** BEGIN Given records **

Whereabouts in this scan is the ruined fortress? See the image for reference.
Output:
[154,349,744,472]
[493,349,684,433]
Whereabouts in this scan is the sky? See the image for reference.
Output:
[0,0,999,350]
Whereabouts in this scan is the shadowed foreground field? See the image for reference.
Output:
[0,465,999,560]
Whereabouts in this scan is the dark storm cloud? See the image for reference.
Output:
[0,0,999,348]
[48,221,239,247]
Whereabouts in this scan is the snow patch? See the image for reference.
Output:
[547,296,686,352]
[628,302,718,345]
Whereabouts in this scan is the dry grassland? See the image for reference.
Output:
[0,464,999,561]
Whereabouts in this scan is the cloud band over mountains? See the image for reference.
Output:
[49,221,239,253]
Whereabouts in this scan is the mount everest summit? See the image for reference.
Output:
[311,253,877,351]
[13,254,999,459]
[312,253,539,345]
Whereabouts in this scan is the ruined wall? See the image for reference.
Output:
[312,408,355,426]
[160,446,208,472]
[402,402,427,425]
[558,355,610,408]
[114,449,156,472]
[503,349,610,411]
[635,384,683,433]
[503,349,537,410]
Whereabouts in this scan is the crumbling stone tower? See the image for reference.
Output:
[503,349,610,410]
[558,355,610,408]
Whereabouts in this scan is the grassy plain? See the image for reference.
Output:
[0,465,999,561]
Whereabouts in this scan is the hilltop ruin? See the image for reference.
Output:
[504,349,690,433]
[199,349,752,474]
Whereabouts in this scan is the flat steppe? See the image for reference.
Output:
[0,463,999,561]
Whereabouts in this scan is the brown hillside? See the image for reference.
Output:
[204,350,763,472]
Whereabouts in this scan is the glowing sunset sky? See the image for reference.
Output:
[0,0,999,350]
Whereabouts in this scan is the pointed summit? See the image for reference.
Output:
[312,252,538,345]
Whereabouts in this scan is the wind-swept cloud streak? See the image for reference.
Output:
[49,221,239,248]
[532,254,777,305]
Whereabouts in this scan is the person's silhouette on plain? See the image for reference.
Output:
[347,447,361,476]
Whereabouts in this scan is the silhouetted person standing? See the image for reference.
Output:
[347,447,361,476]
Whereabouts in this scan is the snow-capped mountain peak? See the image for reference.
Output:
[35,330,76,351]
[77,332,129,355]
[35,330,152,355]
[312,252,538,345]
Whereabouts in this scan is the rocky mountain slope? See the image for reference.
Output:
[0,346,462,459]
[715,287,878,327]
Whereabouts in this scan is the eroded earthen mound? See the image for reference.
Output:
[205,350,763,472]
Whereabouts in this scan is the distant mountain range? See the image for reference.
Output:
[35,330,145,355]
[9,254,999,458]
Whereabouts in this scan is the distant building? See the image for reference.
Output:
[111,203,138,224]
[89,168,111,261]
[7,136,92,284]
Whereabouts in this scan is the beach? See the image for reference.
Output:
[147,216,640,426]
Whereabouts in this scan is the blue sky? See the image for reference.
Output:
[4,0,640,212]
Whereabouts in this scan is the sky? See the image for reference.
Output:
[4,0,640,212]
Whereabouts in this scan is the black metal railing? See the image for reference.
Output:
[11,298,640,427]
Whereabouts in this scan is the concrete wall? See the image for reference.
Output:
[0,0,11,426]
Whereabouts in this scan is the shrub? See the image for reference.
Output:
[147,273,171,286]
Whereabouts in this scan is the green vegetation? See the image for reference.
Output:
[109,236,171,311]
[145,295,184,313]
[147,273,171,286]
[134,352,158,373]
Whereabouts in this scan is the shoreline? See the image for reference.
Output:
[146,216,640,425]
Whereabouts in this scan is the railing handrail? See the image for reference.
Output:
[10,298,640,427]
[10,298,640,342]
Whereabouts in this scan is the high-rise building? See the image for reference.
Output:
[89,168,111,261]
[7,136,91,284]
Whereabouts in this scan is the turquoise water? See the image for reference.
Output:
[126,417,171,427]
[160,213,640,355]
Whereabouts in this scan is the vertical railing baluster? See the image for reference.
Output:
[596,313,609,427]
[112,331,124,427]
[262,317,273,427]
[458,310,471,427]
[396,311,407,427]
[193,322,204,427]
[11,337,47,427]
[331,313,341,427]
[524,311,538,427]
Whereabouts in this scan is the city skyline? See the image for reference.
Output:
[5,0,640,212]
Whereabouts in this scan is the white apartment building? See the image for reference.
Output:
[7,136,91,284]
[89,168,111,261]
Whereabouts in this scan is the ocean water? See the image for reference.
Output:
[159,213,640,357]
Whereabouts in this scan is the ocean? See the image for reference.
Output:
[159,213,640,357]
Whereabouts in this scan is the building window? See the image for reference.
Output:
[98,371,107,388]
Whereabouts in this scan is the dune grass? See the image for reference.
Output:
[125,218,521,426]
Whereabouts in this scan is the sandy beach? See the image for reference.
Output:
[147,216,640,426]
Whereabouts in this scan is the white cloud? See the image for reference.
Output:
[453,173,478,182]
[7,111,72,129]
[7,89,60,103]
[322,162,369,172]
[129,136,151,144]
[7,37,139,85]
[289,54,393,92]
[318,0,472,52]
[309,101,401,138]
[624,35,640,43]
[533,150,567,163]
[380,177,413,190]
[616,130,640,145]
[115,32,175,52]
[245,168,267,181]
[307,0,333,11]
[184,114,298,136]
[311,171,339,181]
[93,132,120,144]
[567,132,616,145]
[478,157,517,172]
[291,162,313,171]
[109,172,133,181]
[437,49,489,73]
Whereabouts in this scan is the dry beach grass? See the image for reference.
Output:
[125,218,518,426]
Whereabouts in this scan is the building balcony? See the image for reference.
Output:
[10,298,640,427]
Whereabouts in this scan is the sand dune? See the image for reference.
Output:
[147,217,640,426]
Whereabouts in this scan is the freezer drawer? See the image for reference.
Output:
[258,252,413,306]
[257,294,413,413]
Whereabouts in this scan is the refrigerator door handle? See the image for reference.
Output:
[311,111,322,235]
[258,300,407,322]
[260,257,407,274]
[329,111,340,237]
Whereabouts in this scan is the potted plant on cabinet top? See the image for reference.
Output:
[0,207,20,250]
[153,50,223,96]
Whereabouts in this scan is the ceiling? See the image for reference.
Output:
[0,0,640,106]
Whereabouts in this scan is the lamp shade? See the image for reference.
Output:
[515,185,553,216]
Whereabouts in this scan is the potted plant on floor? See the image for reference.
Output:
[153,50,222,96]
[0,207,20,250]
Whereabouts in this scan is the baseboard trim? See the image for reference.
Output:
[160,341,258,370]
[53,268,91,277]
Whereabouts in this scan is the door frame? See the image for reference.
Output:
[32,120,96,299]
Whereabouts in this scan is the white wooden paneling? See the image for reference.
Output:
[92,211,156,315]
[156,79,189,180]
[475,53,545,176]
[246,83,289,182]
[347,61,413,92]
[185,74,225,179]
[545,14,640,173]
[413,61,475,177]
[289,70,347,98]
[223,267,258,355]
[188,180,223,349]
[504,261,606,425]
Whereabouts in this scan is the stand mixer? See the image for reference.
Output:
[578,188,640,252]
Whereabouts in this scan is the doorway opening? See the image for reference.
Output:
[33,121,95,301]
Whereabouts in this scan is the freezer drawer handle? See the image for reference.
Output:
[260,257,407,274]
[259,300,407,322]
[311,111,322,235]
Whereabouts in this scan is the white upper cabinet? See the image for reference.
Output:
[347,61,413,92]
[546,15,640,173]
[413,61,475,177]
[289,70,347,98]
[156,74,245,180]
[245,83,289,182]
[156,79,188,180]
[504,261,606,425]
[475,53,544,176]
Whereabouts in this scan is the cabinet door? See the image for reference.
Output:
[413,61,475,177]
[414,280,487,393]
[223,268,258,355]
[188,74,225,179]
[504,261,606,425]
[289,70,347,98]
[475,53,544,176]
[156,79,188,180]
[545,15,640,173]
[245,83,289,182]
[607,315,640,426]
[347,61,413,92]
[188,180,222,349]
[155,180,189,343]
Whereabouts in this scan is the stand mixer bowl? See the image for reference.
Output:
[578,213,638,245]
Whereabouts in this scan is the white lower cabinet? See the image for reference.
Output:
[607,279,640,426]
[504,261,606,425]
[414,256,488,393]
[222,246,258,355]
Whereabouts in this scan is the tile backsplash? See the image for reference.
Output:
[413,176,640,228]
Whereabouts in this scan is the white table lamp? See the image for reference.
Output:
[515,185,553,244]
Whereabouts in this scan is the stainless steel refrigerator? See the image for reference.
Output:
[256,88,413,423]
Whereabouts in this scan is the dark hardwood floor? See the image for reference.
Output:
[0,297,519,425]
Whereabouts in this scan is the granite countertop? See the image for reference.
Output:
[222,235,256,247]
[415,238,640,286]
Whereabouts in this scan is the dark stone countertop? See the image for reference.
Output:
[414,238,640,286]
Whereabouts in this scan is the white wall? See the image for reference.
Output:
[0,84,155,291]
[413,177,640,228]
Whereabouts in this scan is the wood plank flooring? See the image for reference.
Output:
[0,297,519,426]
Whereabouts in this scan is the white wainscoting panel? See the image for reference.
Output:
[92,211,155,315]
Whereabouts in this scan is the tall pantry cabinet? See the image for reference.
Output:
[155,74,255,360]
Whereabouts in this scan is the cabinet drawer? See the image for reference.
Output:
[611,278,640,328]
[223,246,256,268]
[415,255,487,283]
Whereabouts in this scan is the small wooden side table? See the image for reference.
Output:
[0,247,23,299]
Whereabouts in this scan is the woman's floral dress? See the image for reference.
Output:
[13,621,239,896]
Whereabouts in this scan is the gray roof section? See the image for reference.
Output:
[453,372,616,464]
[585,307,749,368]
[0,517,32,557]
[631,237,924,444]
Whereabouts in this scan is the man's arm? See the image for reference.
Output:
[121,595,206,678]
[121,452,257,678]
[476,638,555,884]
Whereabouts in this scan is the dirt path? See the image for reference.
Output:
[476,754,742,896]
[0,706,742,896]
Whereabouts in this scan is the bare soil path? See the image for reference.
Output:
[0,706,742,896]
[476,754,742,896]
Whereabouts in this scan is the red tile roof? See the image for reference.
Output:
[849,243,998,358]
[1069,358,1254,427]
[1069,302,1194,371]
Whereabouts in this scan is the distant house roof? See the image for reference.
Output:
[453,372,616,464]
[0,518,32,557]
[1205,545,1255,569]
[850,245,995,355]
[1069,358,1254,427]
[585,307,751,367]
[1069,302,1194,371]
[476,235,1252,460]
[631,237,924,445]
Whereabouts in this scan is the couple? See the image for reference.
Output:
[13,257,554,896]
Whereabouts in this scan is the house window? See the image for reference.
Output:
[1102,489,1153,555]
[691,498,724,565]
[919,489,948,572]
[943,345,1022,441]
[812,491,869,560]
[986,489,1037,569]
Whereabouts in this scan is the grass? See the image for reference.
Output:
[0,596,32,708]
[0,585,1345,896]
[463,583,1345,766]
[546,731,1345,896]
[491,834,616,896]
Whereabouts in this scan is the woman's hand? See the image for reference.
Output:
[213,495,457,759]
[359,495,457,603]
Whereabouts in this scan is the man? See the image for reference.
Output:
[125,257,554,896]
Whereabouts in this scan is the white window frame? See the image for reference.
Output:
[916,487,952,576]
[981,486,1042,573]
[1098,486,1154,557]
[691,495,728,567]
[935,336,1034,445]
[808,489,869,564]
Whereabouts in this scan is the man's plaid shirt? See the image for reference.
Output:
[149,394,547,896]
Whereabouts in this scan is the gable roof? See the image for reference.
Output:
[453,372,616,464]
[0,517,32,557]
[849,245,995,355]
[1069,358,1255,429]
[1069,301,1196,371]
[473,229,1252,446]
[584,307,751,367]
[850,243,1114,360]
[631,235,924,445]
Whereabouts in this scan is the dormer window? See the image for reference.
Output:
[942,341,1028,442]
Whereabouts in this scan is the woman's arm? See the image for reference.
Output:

** END Given records **

Retype the records exactly, from the line with "Whereabouts in this scan is the mount" to the line with "[715,287,878,327]", with both of those lines included.

Whereabouts in this scan is the mount everest summit? See the image for reference.
Output:
[311,253,877,351]
[13,254,999,459]
[312,253,539,345]
Whereabouts in this scan is the ruined wall? See the image for reference.
Output:
[312,408,355,426]
[160,446,208,472]
[402,402,427,425]
[558,355,610,408]
[114,449,156,472]
[503,349,610,411]
[635,384,683,433]
[503,349,537,410]
Whereabouts in this scan is the crumbling stone tower? See the image for reference.
Output:
[503,349,610,410]
[558,355,610,408]
Whereabouts in this scan is the grassy plain? See the image for reference.
Output:
[0,465,999,561]
Whereabouts in this scan is the hilltop ruin? See the image for reference.
Output:
[504,349,690,433]
[199,349,752,474]
Whereabouts in this scan is the flat steppe? See the image for reference.
Output:
[0,463,999,561]
Whereabouts in this scan is the brown hillside? See the image for reference.
Output:
[204,350,763,472]
Whereabouts in this scan is the glowing sunset sky? See the image for reference.
Output:
[0,0,999,350]
Whereabouts in this scan is the pointed summit? See the image for reference.
Output:
[312,252,538,345]
Whereabouts in this scan is the wind-swept cloud streak? See the image for reference.
Output:
[49,221,239,248]
[532,254,777,305]
Whereabouts in this scan is the person's silhouette on plain? See the image for reference.
Output:
[347,447,361,476]
Whereabouts in this scan is the silhouetted person standing? See the image for reference.
Output:
[347,447,361,476]
Whereabouts in this scan is the snow-capped mountain peak? See the image for reference.
Output:
[35,330,76,351]
[77,332,129,355]
[35,330,152,355]
[312,252,538,345]
Whereabouts in this scan is the rocky mountain slope? See the image for reference.
Output:
[0,346,462,459]
[715,287,878,327]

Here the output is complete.